> **Stated task A**:
Answer these questions about the message on the rt_mutex barrier:
(i) What did the verification tool report that led to an already submitted patch?
(ii) What did Will propose putting in place of the explicit barrier in 'mark_rt_mutex_waiters'?
(iii) Under which three architectures' formal memory models did the tool find the mutual exclusion violation impossible?
> **Stated task B**: Pick up the message on the rt_mutex barrier where it stops and keep writing it.

> **Quoted text**:
= = =

[RFC] Potential unnecessary barrier in slow path of rt_mutex

From: Hernan Ponce de Leon
Date: Sun Jan 22 2023 - 10:06:41 EST


Hello,

We have been trying to verify that the rt_mutex patch https://lkml.org/lkml/2022/12/2/279 guarantees the intended acquire semantics and that there are no other potential problems with it. For that, we are using a verification tool as discussed in https://lkml.org/lkml/2022/8/26/597.

The tool reported a data race for which I already submitted a patch in https://lkml.org/lkml/2023/1/20/702.

During the discussion of the rt_mutex patch, Will proposed replacing the explicit barrier in 'mark_rt_mutex_waiters' with 'smp_acquire__after_ctrl_dep()'. We wanted to check if it would be possible to get rid of the barrier instead of weakening it.

While according to LKMM /tools/memory-model/linux-kernel.cat, mutual exclusion is violated if we do this, the verification tool reported that this violation is not possible according to the formal memory models of aarch64, riscv and power. Interestingly, if the data race from above is fixed, mutual exclusion is guaranteed by LKMM even if we fully remove the barrier. The reason for this is that marking the racy access introduces more ordering guarantees.

= = =

> **Provided material**:
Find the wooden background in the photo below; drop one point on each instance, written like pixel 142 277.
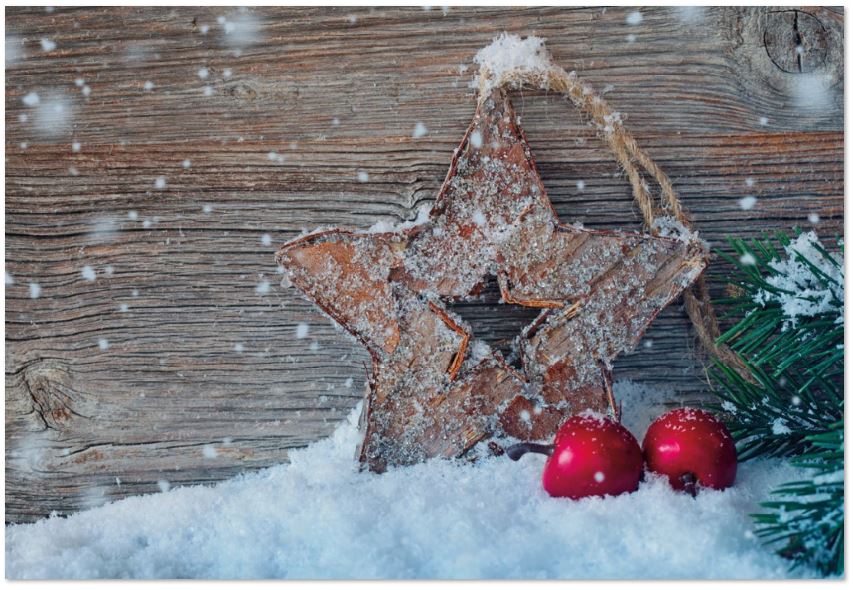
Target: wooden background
pixel 172 365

= = =

> **Final result A**:
(i) A data race.
(ii) 'smp_acquire__after_ctrl_dep()'.
(iii) aarch64, riscv, and power.

> **Final result B**:
Another possibility is to keep the barrier, but revert the change WRITE_ONCE() -> xchg_acquire() in 'rt_mutex_set_owner'. Boqun suggested this one might be better because it's weird using xchg_acquire() to get an acquire store.

Either the barrier or the acquire store are needed for the correctness of the algorithm. If we relax both, the tool reports a violation.

I would like to get some feedback about the following.

(1) Since the barriers are in the slow path of the algorithm, is it worth it to try to play it smart or should we play it safe (at the cost of potentially having an extra barrier)?

(2) In which cases were the acquiring semantics missing before the rt_mutex patch? This is not clear for me from the patch and the corresponding discussion. Once I understand this, I might be able to use the rules from LKMM to give a more formal argument of why one of the barriers is not needed (or find an example that shows that indeed both barriers are necessary).

(3) If we agree that one barrier might not necessary, but we still keep both to be safe, would it make sense to add some comment in the code along the lines "Of these N barriers, you can probably get away with the following subset of them, but we leave all in place to be safe"?

The following litmus test (I hope comments are enough to trace back to the real implementation) shows all the above issues in detail and how the changes I propose impact them. It can be run using the herd7 tool http://diy.inria.fr/www/?record=linux#.
The final query asks if P0 can release the lock via the fast path even if P1 set the wait bit. The expected result is "No".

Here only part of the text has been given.